In the first quarter in which the system was in place, there were 20 reports. In the most recent quarter, about three years later, there were 120 reports. The quality of the reports has also increased dramatically, Rafoth says.

The first reports included a lot of picayune complaints about the dress code or concerns about housekeeping — things that users were encouraged to feel free to report early on as a way to get them comfortable with the system. But fairly quickly, Rafoth says, the employees and physicians started reporting more serious concerns about clinical errors or procedures that could compromise patient safety.

The administration at Everett emphasized to physicians and employees that they wanted to hear about all patient safety concerns, large and small. The reporting system is not just for alerting officials to big, catastrophic errors. The Everett leaders used the aviation system and the nuclear power industry as examples of how reporting small concerns can contribute to an overall improvement in safety.

"Continual feedback really makes a difference," he says. "They need to know that what they're reporting matters, that you're not just waiting for something big and scary."

Late radiology reports show system problem

The benefits of the Intranet reporting system can be seen in one incident that Rafoth recently investigated. Complaints about X-ray misreads or late radiology reports, which come in once in a while under normal circumstances, suddenly jumped to five messages in a week that said radiology reports were eight days late. Rafoth realized this flurry of messages represented a significant problem, because if he got five complaints, there were probably 50 more that weren't reported.

When Rafoth investigated, he found that the clinic had recently switched to a sensor system for electronic tracking of radiology reports. No one realized that the system was so efficient at moving radiology films through the system that the radiologists couldn't keep up.

> **Apply what you read**:
(a) In the passage on patient safety reporting, how many reports came in during the most recent quarter?
(b) Echo the passage on patient safety reporting word for word, starting at "The benefits of" and ending at "couldn't keep up.".
The records are separate material, apart from the passage on patient safety reporting.

(Descriptions of regions in natural language)

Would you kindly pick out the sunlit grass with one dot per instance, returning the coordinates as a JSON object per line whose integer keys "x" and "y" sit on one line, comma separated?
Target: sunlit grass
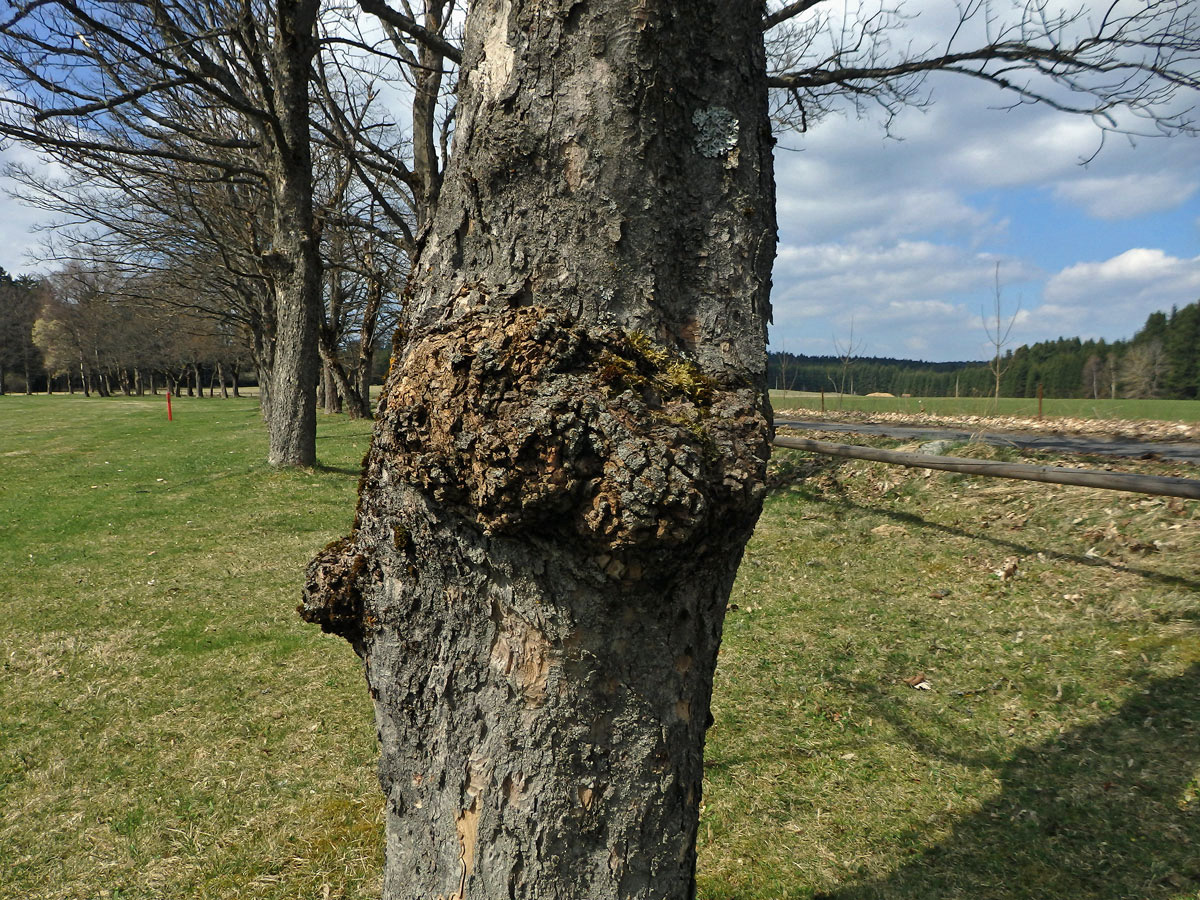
{"x": 1185, "y": 411}
{"x": 169, "y": 727}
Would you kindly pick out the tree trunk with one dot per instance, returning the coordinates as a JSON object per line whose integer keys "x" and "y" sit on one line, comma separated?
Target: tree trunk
{"x": 333, "y": 399}
{"x": 294, "y": 262}
{"x": 569, "y": 455}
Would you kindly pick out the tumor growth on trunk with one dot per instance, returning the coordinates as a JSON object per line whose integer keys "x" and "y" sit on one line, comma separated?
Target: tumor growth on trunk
{"x": 569, "y": 455}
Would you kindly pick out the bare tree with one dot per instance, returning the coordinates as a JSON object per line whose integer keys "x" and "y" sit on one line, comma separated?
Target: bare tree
{"x": 131, "y": 84}
{"x": 846, "y": 355}
{"x": 575, "y": 403}
{"x": 1143, "y": 370}
{"x": 999, "y": 329}
{"x": 574, "y": 406}
{"x": 1123, "y": 65}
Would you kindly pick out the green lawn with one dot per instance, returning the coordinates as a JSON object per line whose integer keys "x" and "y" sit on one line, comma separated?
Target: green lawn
{"x": 169, "y": 727}
{"x": 1185, "y": 411}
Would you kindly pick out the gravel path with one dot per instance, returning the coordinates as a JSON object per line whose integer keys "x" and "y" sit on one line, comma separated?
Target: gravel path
{"x": 1179, "y": 451}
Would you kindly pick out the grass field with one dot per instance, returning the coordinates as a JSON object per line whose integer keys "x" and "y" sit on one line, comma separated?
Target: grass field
{"x": 169, "y": 729}
{"x": 1183, "y": 411}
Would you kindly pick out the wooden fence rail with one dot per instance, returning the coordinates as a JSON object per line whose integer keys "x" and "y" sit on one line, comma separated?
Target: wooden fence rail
{"x": 1157, "y": 485}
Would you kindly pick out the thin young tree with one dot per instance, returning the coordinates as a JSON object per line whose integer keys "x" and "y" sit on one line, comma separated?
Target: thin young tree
{"x": 999, "y": 329}
{"x": 135, "y": 84}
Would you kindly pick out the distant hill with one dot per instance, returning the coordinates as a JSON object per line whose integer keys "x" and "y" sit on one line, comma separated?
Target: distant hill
{"x": 1162, "y": 360}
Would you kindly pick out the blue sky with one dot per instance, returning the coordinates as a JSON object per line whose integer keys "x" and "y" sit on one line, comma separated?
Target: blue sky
{"x": 899, "y": 237}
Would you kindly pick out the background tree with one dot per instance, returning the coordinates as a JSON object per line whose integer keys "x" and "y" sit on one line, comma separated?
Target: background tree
{"x": 19, "y": 301}
{"x": 999, "y": 330}
{"x": 220, "y": 88}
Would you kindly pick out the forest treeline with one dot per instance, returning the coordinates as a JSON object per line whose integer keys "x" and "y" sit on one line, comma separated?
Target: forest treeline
{"x": 97, "y": 333}
{"x": 1161, "y": 360}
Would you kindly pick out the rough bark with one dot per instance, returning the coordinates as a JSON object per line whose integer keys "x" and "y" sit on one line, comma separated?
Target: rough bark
{"x": 569, "y": 455}
{"x": 294, "y": 261}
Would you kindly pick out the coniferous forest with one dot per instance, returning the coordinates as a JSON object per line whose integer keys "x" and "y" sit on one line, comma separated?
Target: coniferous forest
{"x": 1161, "y": 360}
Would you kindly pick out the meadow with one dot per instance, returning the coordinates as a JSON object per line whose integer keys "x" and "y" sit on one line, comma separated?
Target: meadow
{"x": 931, "y": 685}
{"x": 1182, "y": 411}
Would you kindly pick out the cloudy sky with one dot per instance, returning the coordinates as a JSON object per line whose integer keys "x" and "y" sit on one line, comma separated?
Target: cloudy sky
{"x": 898, "y": 238}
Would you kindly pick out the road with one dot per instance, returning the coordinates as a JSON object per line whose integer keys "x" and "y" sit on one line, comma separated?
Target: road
{"x": 1051, "y": 443}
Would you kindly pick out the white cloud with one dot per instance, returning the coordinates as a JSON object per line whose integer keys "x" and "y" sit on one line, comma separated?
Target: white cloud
{"x": 1137, "y": 193}
{"x": 1114, "y": 297}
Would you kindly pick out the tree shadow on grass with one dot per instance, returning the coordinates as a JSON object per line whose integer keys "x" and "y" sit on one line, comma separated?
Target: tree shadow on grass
{"x": 912, "y": 519}
{"x": 1110, "y": 810}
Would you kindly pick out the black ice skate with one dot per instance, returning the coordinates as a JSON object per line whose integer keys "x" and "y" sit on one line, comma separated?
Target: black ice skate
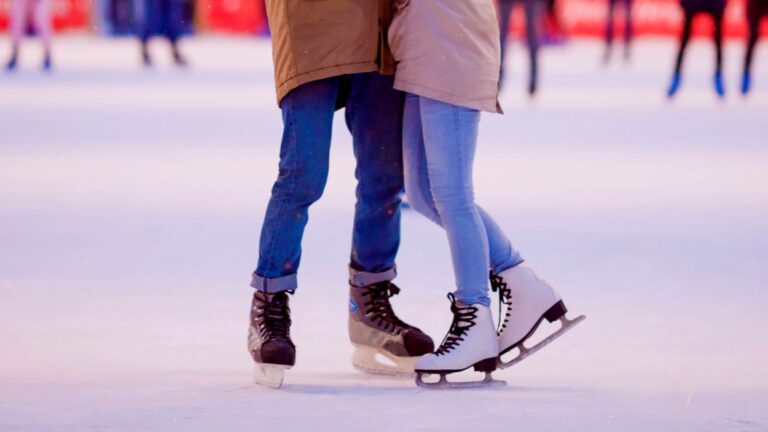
{"x": 375, "y": 330}
{"x": 269, "y": 338}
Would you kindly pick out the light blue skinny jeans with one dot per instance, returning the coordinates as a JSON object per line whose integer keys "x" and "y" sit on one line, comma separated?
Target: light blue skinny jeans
{"x": 439, "y": 142}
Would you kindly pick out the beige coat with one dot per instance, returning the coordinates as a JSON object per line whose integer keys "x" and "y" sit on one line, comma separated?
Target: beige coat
{"x": 317, "y": 39}
{"x": 448, "y": 50}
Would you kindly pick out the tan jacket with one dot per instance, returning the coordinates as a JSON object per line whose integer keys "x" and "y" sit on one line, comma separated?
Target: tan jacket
{"x": 448, "y": 50}
{"x": 317, "y": 39}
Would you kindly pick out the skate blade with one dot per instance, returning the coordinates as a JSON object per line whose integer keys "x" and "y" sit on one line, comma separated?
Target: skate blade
{"x": 364, "y": 359}
{"x": 269, "y": 375}
{"x": 444, "y": 384}
{"x": 567, "y": 324}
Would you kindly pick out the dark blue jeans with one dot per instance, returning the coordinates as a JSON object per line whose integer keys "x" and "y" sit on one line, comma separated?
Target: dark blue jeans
{"x": 374, "y": 112}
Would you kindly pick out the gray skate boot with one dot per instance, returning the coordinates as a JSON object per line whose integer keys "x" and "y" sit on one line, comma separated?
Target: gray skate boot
{"x": 375, "y": 330}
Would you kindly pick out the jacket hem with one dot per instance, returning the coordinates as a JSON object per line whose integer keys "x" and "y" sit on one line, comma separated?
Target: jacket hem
{"x": 318, "y": 74}
{"x": 420, "y": 90}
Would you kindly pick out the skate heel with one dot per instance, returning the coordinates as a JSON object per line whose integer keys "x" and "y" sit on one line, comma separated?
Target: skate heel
{"x": 487, "y": 365}
{"x": 556, "y": 312}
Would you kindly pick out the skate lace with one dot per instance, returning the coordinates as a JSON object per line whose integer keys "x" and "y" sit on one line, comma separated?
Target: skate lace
{"x": 276, "y": 319}
{"x": 505, "y": 298}
{"x": 463, "y": 320}
{"x": 379, "y": 309}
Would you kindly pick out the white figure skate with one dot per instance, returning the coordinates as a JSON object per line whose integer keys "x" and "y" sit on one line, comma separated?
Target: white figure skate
{"x": 470, "y": 342}
{"x": 529, "y": 301}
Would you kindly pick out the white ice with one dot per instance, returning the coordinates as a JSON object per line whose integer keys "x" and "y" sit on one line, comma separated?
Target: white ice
{"x": 130, "y": 208}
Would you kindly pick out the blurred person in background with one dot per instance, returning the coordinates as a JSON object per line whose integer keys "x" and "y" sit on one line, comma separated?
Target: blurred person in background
{"x": 691, "y": 8}
{"x": 533, "y": 10}
{"x": 165, "y": 18}
{"x": 609, "y": 28}
{"x": 756, "y": 11}
{"x": 40, "y": 10}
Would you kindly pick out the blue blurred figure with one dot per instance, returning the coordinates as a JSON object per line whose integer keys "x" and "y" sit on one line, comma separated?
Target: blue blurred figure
{"x": 168, "y": 19}
{"x": 533, "y": 9}
{"x": 715, "y": 9}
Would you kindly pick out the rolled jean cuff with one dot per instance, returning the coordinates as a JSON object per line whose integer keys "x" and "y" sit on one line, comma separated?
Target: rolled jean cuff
{"x": 506, "y": 266}
{"x": 361, "y": 278}
{"x": 274, "y": 285}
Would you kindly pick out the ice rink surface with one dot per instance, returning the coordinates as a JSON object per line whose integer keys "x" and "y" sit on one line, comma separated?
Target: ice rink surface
{"x": 130, "y": 208}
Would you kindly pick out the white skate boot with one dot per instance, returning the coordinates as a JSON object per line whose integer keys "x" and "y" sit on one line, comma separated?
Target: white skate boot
{"x": 471, "y": 341}
{"x": 529, "y": 301}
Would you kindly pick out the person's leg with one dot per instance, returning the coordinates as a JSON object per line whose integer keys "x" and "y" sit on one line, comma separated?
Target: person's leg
{"x": 502, "y": 254}
{"x": 505, "y": 11}
{"x": 148, "y": 26}
{"x": 374, "y": 115}
{"x": 450, "y": 139}
{"x": 308, "y": 118}
{"x": 532, "y": 16}
{"x": 16, "y": 30}
{"x": 43, "y": 27}
{"x": 684, "y": 38}
{"x": 609, "y": 23}
{"x": 754, "y": 34}
{"x": 717, "y": 35}
{"x": 628, "y": 28}
{"x": 173, "y": 18}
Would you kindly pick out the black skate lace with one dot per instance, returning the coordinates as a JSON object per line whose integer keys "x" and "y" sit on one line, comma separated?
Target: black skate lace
{"x": 463, "y": 320}
{"x": 505, "y": 297}
{"x": 379, "y": 309}
{"x": 276, "y": 319}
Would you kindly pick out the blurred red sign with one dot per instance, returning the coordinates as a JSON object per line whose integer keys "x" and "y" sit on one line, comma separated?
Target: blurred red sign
{"x": 66, "y": 13}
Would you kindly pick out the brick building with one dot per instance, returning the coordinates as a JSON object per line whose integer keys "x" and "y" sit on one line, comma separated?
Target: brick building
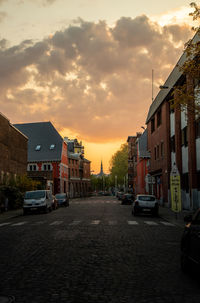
{"x": 142, "y": 165}
{"x": 132, "y": 161}
{"x": 47, "y": 155}
{"x": 79, "y": 169}
{"x": 13, "y": 150}
{"x": 174, "y": 138}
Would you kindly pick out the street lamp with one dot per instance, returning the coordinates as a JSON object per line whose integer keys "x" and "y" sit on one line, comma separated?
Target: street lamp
{"x": 163, "y": 87}
{"x": 115, "y": 185}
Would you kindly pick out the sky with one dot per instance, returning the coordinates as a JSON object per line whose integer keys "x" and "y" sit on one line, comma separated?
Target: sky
{"x": 86, "y": 65}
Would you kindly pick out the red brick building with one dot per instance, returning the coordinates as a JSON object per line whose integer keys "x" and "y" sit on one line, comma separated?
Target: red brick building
{"x": 142, "y": 165}
{"x": 79, "y": 169}
{"x": 47, "y": 155}
{"x": 132, "y": 160}
{"x": 13, "y": 150}
{"x": 174, "y": 138}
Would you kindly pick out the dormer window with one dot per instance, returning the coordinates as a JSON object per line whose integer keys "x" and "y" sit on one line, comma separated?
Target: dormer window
{"x": 52, "y": 146}
{"x": 38, "y": 147}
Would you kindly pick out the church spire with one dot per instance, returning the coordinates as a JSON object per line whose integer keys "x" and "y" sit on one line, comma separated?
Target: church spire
{"x": 101, "y": 170}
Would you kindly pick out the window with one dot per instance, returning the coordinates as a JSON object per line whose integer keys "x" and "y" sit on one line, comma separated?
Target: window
{"x": 52, "y": 146}
{"x": 159, "y": 117}
{"x": 152, "y": 125}
{"x": 47, "y": 167}
{"x": 162, "y": 149}
{"x": 184, "y": 137}
{"x": 158, "y": 152}
{"x": 172, "y": 144}
{"x": 38, "y": 147}
{"x": 197, "y": 128}
{"x": 32, "y": 167}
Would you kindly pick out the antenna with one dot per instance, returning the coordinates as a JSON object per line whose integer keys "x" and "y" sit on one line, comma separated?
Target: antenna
{"x": 152, "y": 82}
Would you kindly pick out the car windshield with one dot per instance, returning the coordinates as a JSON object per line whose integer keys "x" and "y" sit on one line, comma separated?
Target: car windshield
{"x": 146, "y": 198}
{"x": 35, "y": 194}
{"x": 60, "y": 196}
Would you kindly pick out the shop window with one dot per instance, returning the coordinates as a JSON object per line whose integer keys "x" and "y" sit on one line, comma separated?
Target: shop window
{"x": 159, "y": 117}
{"x": 185, "y": 182}
{"x": 197, "y": 128}
{"x": 152, "y": 125}
{"x": 32, "y": 167}
{"x": 172, "y": 144}
{"x": 38, "y": 147}
{"x": 158, "y": 152}
{"x": 184, "y": 137}
{"x": 162, "y": 149}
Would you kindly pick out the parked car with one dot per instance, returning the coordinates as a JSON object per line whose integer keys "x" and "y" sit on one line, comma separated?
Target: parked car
{"x": 190, "y": 242}
{"x": 55, "y": 203}
{"x": 145, "y": 203}
{"x": 119, "y": 195}
{"x": 127, "y": 199}
{"x": 41, "y": 200}
{"x": 63, "y": 199}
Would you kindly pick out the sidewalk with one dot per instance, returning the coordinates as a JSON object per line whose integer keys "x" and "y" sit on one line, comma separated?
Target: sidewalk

> **Task responses**:
(a) 120 reports.

(b)
The benefits of the Intranet reporting system can be seen in one incident that Rafoth recently investigated. Complaints about X-ray misreads or late radiology reports, which come in once in a while under normal circumstances, suddenly jumped to five messages in a week that said radiology reports were eight days late. Rafoth realized this flurry of messages represented a significant problem, because if he got five complaints, there were probably 50 more that weren't reported.

When Rafoth investigated, he found that the clinic had recently switched to a sensor system for electronic tracking of radiology reports. No one realized that the system was so efficient at moving radiology films through the system that the radiologists couldn't keep up.